_TEXT TO READ:_
┄┄┄┄┄┄┄┄┄┄┄┄┄┄┄┄┄┄┄┄
Airways: The state has 4 important airports and 23 air strips. Cities that have nationally well connected domestic airports are Agra, Kanpur, Lucknow and Varanasi. Lucknow is the biggest and most important airport of the state.

Railways: Almost all the major as well as smaller cities of the state are linked through railways. It has largest railway network in the country; with a total length of 8,546 km (2006), it has the sixth largest railway density.

Roadways: The state has largest road network in the country, after Maharashtra. It boasts of 31 National Highways (NH), with a total length of 4,942 km (8.5% of total NH length in India). It has seventh highest road density in India (1,027 km per 1000 sq kms in 2002 ) and largest surfaced urban road network in the country (50,721 km, as on 2002). New express-ways are coming up between Agra and Noida and between Noida with Ballia.

Waterways: A long stretch of the river Ganges - from Allahabad (Uttar Pradesh) to Haldia (West Bengal) - has been declared as National Waterway (NW)-I and 600 km of the total NW-I lies in Uttar Pradesh.

Although, the state has a large and diversified transportation network, its condition and functioning need substantial improvement.

Demographics

Uttar Pradesh is the most populous state in India with a population of over 190 million people as of July 1st 2008. If it were a separate country, Uttar Pradesh would be the world's fifth most populous nation, next only to China, India, the United States and Indonesia.

Uttar Pradesh forms part of the Hindi heartland of India, with Hindi and Urdu (which are mutually intelligible) being the principal and official languages of the state. While standard Hindi (Khari boli) is one the official languages, several important regional Hindi dialects are spoken in the state, including Awadhi, Bhojpuri, Braj, Bagheli and Bundeli, besides several local dialects that do not have a formal name.
┄┄┄┄┄┄┄┄┄┄┄┄┄┄┄┄┄┄┄┄
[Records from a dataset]
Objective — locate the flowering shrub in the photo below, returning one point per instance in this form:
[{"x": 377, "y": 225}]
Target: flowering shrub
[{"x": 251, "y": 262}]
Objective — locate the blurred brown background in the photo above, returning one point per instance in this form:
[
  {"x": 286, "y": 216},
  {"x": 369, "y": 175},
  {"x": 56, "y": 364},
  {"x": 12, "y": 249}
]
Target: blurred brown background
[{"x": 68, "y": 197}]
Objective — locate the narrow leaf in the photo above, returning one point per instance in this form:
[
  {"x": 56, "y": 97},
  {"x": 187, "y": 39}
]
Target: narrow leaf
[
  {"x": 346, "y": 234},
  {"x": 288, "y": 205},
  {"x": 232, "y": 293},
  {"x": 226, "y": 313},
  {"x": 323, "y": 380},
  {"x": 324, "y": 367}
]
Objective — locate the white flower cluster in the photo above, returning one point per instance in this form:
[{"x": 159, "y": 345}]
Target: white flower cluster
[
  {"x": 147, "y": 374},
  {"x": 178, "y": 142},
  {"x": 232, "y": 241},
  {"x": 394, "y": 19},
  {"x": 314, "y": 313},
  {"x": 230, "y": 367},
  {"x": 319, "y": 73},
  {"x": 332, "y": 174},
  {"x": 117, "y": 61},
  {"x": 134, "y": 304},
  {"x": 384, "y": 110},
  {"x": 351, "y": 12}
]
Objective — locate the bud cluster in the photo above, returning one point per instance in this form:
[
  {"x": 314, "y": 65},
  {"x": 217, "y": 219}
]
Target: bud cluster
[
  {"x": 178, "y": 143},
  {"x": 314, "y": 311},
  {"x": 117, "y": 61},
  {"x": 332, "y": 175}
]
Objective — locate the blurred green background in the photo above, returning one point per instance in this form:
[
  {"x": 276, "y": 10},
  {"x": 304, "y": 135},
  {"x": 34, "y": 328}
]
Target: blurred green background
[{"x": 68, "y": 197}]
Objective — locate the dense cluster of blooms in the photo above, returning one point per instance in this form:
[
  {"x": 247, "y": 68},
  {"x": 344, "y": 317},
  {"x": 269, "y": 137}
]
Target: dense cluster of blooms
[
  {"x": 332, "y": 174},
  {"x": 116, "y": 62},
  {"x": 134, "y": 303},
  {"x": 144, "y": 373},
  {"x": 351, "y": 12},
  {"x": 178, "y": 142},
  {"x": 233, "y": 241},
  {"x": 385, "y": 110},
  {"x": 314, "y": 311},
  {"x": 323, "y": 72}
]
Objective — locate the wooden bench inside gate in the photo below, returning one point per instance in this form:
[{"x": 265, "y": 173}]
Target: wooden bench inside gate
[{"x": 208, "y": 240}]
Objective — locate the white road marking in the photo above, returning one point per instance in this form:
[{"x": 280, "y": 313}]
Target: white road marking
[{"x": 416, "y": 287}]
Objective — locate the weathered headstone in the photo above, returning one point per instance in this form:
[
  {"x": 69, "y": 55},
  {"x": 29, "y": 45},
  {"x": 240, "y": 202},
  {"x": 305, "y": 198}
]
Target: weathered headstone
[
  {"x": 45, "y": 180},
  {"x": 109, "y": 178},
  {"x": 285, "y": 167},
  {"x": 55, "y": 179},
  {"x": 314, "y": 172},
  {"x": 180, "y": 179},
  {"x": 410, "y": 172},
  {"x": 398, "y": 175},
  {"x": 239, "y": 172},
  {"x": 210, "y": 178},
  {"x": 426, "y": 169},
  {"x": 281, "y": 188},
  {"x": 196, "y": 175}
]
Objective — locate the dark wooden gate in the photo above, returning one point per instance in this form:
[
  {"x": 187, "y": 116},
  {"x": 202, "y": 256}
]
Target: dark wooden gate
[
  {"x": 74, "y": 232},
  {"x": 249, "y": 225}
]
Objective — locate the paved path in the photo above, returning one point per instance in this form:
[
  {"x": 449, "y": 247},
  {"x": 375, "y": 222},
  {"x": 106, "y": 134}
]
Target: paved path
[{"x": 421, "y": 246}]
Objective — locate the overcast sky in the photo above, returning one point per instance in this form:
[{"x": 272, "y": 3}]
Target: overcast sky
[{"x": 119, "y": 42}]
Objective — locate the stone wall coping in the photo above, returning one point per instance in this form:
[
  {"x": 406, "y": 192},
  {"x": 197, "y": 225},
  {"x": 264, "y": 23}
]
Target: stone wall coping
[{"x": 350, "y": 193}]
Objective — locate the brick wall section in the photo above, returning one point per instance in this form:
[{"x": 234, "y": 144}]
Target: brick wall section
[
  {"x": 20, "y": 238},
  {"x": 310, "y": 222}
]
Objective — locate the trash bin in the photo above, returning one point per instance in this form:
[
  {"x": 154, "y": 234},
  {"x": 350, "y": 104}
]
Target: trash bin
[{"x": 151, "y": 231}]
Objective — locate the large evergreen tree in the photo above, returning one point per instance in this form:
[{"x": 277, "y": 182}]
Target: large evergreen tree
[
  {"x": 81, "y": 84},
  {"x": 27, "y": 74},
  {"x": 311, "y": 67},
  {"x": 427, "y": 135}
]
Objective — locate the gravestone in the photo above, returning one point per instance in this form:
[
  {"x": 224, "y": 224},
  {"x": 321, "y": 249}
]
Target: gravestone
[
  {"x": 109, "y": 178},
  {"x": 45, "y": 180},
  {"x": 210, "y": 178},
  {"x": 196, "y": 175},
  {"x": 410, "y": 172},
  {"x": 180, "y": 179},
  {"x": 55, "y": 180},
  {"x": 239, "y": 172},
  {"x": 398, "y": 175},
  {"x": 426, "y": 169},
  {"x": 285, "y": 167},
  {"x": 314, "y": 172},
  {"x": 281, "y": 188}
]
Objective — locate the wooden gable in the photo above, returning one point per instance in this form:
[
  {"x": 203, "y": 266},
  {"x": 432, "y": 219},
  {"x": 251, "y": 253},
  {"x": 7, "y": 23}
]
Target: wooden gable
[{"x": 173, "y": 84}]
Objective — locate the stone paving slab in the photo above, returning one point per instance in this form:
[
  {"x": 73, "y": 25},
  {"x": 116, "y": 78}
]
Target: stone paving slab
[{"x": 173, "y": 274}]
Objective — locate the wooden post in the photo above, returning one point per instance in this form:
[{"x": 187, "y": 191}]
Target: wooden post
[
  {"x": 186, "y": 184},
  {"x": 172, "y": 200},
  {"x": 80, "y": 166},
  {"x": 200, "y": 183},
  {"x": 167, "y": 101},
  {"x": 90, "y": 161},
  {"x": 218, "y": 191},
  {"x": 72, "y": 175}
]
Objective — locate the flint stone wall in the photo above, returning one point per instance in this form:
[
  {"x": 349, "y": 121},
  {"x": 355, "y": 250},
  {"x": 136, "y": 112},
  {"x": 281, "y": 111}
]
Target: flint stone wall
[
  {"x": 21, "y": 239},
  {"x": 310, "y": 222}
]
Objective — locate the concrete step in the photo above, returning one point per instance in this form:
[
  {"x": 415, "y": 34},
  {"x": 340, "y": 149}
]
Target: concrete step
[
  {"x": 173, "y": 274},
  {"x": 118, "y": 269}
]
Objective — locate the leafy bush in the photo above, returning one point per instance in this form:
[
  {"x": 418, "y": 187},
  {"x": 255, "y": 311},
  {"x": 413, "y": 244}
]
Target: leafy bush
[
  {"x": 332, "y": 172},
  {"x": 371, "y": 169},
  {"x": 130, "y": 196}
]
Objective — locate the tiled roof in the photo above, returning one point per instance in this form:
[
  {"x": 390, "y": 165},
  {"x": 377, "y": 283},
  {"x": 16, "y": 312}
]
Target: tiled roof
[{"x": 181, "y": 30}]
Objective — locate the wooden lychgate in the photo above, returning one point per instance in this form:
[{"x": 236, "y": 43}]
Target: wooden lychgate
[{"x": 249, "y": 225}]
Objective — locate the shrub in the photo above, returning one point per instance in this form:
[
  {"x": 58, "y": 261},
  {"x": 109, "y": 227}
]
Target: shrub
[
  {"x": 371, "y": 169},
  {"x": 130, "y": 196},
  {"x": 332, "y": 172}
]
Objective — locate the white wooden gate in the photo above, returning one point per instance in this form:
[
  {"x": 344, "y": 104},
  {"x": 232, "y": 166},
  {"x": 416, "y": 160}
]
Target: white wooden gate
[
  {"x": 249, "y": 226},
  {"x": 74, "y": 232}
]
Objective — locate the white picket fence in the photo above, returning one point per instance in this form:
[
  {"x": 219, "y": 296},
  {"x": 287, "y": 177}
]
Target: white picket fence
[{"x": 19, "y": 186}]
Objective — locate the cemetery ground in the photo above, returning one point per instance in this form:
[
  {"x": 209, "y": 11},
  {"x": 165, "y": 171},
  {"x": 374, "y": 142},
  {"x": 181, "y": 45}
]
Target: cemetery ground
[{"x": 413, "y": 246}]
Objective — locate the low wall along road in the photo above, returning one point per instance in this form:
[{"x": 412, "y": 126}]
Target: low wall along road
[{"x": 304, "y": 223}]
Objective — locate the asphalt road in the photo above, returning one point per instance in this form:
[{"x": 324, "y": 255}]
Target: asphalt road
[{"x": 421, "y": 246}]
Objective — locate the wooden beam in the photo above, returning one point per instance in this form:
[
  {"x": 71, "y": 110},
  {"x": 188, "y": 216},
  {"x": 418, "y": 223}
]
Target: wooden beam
┄┄┄┄┄┄┄┄┄┄┄┄┄┄┄┄┄┄┄┄
_REQUIRED TASKS:_
1. Rewrite the passage on Uttar Pradesh, starting at "Railways: Almost all" and ending at "Noida with Ballia.", with "network" changed to "system".
2. Collect every line of the records above that contains the string "background".

_TASK RESPONSES:_
1.
Railways: Almost all the major as well as smaller cities of the state are linked through railways. It has largest railway system in the country; with a total length of 8,546 km (2006), it has the sixth largest railway density.

Roadways: The state has largest road system in the country, after Maharashtra. It boasts of 31 National Highways (NH), with a total length of 4,942 km (8.5% of total NH length in India). It has seventh highest road density in India (1,027 km per 1000 sq kms in 2002 ) and largest surfaced urban road system in the country (50,721 km, as on 2002). New express-ways are coming up between Agra and Noida and between Noida with Ballia.

2.
Objective — locate the blurred brown background in the photo above, returning one point per instance in this form:
Target: blurred brown background
Objective — locate the blurred green background in the photo above, returning one point per instance in this form:
Target: blurred green background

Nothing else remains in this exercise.